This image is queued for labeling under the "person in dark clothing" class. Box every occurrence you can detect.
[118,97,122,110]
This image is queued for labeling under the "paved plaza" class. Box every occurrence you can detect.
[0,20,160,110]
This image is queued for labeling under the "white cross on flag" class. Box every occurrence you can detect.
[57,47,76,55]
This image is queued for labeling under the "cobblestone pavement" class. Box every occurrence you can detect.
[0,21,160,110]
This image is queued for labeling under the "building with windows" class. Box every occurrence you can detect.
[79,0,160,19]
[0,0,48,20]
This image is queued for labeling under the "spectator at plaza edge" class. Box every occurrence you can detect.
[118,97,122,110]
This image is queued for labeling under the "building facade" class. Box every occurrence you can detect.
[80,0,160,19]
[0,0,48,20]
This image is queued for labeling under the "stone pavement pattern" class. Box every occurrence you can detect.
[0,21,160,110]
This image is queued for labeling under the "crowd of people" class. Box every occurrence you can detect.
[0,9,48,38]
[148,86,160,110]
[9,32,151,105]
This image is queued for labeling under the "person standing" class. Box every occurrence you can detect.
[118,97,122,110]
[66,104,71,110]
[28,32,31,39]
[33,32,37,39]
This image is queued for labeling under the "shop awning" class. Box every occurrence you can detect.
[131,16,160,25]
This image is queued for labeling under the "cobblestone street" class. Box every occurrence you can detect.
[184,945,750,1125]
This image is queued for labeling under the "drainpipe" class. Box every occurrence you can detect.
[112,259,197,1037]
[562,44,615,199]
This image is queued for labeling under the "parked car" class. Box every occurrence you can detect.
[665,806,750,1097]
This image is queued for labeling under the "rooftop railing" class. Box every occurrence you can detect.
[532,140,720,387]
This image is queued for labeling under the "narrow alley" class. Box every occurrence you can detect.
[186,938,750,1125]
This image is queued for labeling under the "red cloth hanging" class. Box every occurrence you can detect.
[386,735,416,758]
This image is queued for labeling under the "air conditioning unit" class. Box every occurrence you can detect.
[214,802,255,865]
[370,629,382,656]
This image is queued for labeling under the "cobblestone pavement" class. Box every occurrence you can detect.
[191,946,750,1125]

WHAT YOU WILL DO: Recast every line of the data above as a JSON array of strings, one string per line, omitting any blank lines.

THE SOLUTION:
[
  "This image is queued for labeling under the \"person in dark clothing\" class. Box every occurrence you can detect.",
  "[118,97,122,110]",
  "This image is queued for labeling under the \"paved plaza\" class. Box every occurrence you can detect.",
  "[0,20,160,110]",
  "This image is queued for labeling under the \"white cross on flag\" class. Box every occurrence you can detect.",
  "[57,47,76,55]",
  "This image is queued for labeling under the \"cobblestone pavement\" class. Box every occurrence you can detect.",
  "[0,21,160,110]",
  "This image is queued for labeling under the \"building with windows\" class. Box every occurrence you can detect.",
  "[79,0,160,19]",
  "[0,0,48,20]",
  "This image is queued for labeling under the \"spectator at plaza edge\" class. Box every occurrence you can detect.",
  "[118,97,122,110]",
  "This image is queued for labeling under the \"building facade\" class. Box every occurrence you can detect.",
  "[80,0,160,19]",
  "[0,0,48,20]",
  "This image is queued for labeling under the \"stone pavement pattern\" class. Box every occurrence you can detect.",
  "[0,21,160,110]",
  "This image is queued for labeling under the \"crowd of people\" class. Box every occurrence you can detect.",
  "[0,9,48,38]",
  "[148,86,160,110]",
  "[9,32,151,105]",
  "This image is queued for labeling under the \"person standing\" class. Box every occurrence you can detect.",
  "[118,97,122,110]",
  "[66,104,71,110]",
  "[28,32,31,39]",
  "[33,32,37,39]",
  "This image is queued for labeling under the \"shop awning\" class. Box every occurrence you can detect.",
  "[131,16,160,25]",
  "This image is queued for labeling under the \"cobblestone street\" class. Box every occurrence you can detect.",
  "[184,945,750,1125]",
  "This image is queued for labeling under the \"drainpipe\" class. Box every occurrence you can detect.",
  "[112,259,197,1037]",
  "[562,44,615,199]",
  "This image is queued for labeling under the \"parked car\" class. Box every occurrence you can detect.",
  "[665,806,750,1097]",
  "This image is queued for labeling under the \"rooftop railing\" class. Box every occurrence you can detect.",
  "[532,140,720,387]",
  "This image is queued for labeling under the \"narrow alley\" class. Box every occurrence you can detect.",
  "[186,938,750,1125]",
  "This image is queued for labeling under the \"red cloth hanging\" class. Box every occurrence you can detect.",
  "[386,735,416,758]",
  "This image is queued for labeling under the \"air conditioning unit\" class. Box every occurrence you can detect.",
  "[214,802,255,865]",
  "[370,629,382,656]",
  "This image is queued for labeling under the \"cobblestone pavement\" class. Box every occurrence you can detect.",
  "[191,946,750,1125]"
]